- Supplied text:

-- BEGIN --

The Company generally will be a PFIC under Section 1297 of the Code if, after the application of certain “look-through” rules with respect to subsidiaries in which the Company holds at least 25% of the value of such subsidiary, for a tax year, (a) 75% or more of the gross income of the Company for such tax year is passive income (the “income test”) or (b) 50% or more of the value of the Company’s assets either produce passive income or are held for the production of passive income (the “asset test”), based on the quarterly average of the fair market value of such assets. “Gross income” generally includes all sales revenues less the cost of goods sold, plus income from investments and incidental or outside operations or sources, and “passive income” generally includes, for example, dividends, interest, certain rents and royalties, certain gains from the sale of stock and securities, and certain gains from commodities transactions. Active business gains arising from the sale of commodities generally are excluded from passive income if substantially all of a foreign corporation’s commodities are stock in trade or inventory, depreciable property used in a trade or business or supplies regularly used or consumed in the ordinary course of its trade or business, and certain other requirements are satisfied.

-- END --

[Dataset excerpt]
-- BEGIN --

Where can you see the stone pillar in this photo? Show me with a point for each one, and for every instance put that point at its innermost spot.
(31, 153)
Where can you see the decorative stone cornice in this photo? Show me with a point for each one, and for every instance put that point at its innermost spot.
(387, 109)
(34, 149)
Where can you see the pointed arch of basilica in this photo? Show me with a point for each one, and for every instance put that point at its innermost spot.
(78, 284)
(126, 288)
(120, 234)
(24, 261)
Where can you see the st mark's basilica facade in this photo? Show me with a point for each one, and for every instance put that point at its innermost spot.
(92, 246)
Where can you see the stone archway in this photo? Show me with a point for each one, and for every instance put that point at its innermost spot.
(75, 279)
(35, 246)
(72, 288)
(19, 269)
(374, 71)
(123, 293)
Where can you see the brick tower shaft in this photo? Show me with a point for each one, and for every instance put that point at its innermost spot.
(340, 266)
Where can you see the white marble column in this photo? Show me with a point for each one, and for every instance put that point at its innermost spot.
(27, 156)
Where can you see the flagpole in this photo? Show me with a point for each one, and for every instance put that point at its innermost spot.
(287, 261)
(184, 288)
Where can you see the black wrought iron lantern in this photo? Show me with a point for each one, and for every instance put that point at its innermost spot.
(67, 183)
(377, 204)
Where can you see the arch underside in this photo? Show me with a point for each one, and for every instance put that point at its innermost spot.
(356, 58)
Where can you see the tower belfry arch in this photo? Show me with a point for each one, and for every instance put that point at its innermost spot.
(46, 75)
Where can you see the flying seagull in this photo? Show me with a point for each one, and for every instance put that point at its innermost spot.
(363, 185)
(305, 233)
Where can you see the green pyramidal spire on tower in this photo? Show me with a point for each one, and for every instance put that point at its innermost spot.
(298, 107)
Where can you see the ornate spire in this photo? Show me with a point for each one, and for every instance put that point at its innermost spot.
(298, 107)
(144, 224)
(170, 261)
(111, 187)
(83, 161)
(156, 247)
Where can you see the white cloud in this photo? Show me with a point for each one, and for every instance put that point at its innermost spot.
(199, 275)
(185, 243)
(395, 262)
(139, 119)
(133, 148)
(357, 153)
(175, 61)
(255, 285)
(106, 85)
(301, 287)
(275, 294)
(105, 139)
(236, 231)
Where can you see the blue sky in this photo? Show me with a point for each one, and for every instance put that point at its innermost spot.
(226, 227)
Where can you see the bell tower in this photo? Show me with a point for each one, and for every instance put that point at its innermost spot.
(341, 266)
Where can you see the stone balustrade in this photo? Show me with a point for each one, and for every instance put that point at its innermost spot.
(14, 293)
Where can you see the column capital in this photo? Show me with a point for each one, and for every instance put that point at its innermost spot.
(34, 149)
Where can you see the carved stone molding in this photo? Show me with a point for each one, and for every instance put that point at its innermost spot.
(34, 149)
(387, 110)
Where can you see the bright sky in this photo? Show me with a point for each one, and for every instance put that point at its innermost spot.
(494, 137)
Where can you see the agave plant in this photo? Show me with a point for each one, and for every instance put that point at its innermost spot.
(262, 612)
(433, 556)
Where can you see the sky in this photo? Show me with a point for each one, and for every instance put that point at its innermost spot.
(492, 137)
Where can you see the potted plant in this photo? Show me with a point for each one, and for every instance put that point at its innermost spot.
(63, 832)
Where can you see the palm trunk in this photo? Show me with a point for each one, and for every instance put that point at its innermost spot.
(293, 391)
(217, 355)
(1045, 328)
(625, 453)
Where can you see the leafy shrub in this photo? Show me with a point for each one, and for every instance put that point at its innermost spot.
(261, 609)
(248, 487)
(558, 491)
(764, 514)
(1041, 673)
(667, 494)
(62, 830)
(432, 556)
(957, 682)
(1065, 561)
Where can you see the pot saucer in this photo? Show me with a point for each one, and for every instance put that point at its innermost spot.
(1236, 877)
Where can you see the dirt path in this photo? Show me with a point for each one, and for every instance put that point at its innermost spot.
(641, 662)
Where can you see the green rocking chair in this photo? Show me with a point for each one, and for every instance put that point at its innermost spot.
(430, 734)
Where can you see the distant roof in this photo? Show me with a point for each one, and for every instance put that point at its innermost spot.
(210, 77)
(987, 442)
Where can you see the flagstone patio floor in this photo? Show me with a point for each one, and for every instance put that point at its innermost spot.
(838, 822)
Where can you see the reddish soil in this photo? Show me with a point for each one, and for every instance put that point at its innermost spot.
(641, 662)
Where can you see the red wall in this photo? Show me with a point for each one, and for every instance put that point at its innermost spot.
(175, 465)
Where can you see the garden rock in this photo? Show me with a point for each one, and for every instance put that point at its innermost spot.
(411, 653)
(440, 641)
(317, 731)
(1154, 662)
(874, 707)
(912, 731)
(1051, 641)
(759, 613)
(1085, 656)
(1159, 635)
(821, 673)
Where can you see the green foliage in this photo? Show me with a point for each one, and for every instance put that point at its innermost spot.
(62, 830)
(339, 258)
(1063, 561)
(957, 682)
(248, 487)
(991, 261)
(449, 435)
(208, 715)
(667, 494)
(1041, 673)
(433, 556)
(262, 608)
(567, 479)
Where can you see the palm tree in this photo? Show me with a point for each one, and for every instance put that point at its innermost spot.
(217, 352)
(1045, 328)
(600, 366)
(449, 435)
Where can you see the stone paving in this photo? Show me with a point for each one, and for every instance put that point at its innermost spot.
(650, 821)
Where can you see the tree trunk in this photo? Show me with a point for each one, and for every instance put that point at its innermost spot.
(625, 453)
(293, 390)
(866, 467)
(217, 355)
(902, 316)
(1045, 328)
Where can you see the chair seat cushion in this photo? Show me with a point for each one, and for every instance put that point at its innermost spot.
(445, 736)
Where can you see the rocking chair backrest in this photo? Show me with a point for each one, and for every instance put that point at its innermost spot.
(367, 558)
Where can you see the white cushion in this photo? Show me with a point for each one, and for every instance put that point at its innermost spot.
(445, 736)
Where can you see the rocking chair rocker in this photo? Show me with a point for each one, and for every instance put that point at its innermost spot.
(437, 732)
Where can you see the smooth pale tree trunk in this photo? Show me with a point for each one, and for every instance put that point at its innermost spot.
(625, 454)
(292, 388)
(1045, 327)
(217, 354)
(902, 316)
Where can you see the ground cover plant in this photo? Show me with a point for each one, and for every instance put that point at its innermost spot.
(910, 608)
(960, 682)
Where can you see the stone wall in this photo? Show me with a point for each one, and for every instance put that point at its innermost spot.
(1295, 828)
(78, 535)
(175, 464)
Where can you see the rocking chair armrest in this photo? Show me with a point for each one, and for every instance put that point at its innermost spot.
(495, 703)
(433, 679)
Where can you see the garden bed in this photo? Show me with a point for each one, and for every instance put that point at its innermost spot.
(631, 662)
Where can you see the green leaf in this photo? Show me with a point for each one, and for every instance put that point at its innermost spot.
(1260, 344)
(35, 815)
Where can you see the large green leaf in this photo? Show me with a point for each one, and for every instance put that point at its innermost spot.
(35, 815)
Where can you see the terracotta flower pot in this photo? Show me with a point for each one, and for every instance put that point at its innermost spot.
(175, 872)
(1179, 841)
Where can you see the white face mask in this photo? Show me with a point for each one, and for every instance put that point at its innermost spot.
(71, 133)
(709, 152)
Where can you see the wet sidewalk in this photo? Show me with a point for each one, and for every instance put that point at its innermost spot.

-- END --

- Work instructions: Could you carry on the passage about PFIC status tests after its final sentence?

- Answer to the exercise:
If the Company were a PFIC in any tax year during which a U.S. Holder held shares, such holder generally would be subject to special rules with respect to “excess distributions” made by the Company on the shares and with respect to gain from the disposition of shares. An “excess distribution” generally is defined as the excess of distributions with respect to the shares received by a U.S Holder in any tax year over 125% of the average annual distributions such U.S. Holder has received from the Company during the shorter of the three preceding tax years, or such U.S. Holder’s holding period for the shares. Generally, a U.S. Holder would be required to allocate any excess distribution or gain from the disposition of the shares ratably over its holding period for the shares. Such amounts allocated to the year of the disposition or excess distribution would be taxed as ordinary income, and amounts allocated to prior tax years would be taxed as ordinary income at the highest tax rate in effect for each such year and an interest charge at a rate applicable to underpayments of tax would apply.

 

While there are U.S. federal income tax elections that sometimes can be made to mitigate these adverse tax consequences (including the “QEF Election” under Section 1295 of the Code and the “Mark-to-Market Election” under Section 1296 of the Code), such elections are available in limited circumstances and must be made in a timely manner.

 

U.S. Holders should be aware that, for each tax year, if any, that the Company is a PFIC, the Company can provide no assurances that it will satisfy the record-keeping requirements of a PFIC, or that it will make available to U.S. Holders the information such U.S. Holders require to make a QEF election with respect to the Company or any subsidiary that also is classified as a PFIC.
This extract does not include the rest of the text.